Stored items from a collection
⁂

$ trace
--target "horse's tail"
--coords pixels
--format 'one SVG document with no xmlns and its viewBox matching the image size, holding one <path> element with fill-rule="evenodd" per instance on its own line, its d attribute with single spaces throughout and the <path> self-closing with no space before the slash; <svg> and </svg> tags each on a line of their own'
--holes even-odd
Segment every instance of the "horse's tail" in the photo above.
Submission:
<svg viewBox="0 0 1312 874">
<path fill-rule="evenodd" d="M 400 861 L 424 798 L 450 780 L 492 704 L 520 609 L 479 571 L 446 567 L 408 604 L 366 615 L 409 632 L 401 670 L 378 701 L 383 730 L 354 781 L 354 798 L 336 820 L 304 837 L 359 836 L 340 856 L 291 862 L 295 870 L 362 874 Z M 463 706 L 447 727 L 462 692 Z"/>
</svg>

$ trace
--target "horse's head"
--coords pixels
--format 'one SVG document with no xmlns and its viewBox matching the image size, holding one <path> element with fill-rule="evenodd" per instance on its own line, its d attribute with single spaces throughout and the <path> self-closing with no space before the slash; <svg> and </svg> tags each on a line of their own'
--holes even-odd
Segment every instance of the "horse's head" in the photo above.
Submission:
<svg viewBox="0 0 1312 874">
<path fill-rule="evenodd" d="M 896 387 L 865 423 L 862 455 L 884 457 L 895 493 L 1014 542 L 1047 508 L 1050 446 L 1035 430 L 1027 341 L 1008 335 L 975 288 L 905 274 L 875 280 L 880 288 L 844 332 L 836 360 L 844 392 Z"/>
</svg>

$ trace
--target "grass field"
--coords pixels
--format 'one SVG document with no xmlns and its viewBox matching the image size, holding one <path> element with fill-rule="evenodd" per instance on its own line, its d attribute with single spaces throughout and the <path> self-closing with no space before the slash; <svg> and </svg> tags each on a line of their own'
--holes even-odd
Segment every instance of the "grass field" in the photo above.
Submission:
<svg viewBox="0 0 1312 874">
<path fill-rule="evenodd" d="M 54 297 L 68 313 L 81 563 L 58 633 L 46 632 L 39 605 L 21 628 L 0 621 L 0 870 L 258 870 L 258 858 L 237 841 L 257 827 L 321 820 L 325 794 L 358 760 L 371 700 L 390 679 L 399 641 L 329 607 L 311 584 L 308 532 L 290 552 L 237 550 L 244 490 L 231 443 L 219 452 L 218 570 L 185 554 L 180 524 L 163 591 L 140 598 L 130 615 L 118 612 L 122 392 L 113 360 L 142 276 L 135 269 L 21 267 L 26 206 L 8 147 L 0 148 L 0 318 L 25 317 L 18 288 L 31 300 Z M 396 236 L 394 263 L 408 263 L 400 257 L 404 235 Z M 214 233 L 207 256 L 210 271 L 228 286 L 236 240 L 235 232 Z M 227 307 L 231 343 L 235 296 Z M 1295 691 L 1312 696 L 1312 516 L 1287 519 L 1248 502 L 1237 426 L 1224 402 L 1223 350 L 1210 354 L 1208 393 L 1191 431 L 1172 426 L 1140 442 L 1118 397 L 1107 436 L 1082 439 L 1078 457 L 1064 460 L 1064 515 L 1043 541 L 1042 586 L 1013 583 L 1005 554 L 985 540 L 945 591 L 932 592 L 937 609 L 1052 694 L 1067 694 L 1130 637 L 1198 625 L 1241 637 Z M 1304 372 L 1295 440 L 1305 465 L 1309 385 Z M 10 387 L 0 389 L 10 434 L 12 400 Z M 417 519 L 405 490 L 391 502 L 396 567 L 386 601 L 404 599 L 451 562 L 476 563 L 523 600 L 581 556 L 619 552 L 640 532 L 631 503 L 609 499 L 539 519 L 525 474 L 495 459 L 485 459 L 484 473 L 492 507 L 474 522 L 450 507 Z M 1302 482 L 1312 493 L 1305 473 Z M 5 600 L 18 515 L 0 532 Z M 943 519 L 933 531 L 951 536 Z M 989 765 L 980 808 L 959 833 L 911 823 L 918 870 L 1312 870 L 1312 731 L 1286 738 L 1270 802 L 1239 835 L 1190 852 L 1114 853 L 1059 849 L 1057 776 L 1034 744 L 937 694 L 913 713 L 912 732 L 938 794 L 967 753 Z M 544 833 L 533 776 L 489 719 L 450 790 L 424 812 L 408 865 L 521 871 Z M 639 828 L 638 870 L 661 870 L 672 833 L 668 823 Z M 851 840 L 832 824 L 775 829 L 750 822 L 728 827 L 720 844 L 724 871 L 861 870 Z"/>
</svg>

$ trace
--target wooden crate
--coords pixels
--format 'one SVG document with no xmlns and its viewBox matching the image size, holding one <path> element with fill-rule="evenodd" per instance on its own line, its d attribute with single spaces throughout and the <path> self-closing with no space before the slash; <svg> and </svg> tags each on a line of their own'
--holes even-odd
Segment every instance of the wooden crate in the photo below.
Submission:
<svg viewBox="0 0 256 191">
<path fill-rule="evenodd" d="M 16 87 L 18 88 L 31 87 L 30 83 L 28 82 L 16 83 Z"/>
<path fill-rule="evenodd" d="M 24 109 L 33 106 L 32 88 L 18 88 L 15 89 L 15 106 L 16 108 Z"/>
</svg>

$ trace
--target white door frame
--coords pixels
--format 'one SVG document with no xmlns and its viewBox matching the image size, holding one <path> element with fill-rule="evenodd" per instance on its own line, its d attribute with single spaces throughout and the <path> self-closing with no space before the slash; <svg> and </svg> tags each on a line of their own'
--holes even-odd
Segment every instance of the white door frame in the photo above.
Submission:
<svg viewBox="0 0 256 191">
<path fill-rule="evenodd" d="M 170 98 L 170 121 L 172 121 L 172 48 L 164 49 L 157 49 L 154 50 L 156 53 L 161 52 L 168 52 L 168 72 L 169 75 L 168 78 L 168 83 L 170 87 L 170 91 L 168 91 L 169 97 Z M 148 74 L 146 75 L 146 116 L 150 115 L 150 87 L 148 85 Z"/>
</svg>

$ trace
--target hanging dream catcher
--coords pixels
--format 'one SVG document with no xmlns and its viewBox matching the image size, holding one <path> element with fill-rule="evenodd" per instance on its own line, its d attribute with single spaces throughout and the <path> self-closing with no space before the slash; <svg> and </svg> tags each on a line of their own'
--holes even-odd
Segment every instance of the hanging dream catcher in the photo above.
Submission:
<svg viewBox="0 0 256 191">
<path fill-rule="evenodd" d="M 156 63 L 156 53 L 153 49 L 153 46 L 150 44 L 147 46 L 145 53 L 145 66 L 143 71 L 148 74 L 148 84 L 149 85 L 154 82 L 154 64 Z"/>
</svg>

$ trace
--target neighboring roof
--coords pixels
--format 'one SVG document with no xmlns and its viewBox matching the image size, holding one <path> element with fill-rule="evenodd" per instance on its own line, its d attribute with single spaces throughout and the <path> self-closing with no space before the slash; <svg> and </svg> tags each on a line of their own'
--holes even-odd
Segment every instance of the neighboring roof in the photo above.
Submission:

⁂

Brief
Which lines above contain the string "head"? Return each of them, treating case as significant.

Answer to this problem
--target "horse's head"
Segment every instance of the "horse's head" in the photo above.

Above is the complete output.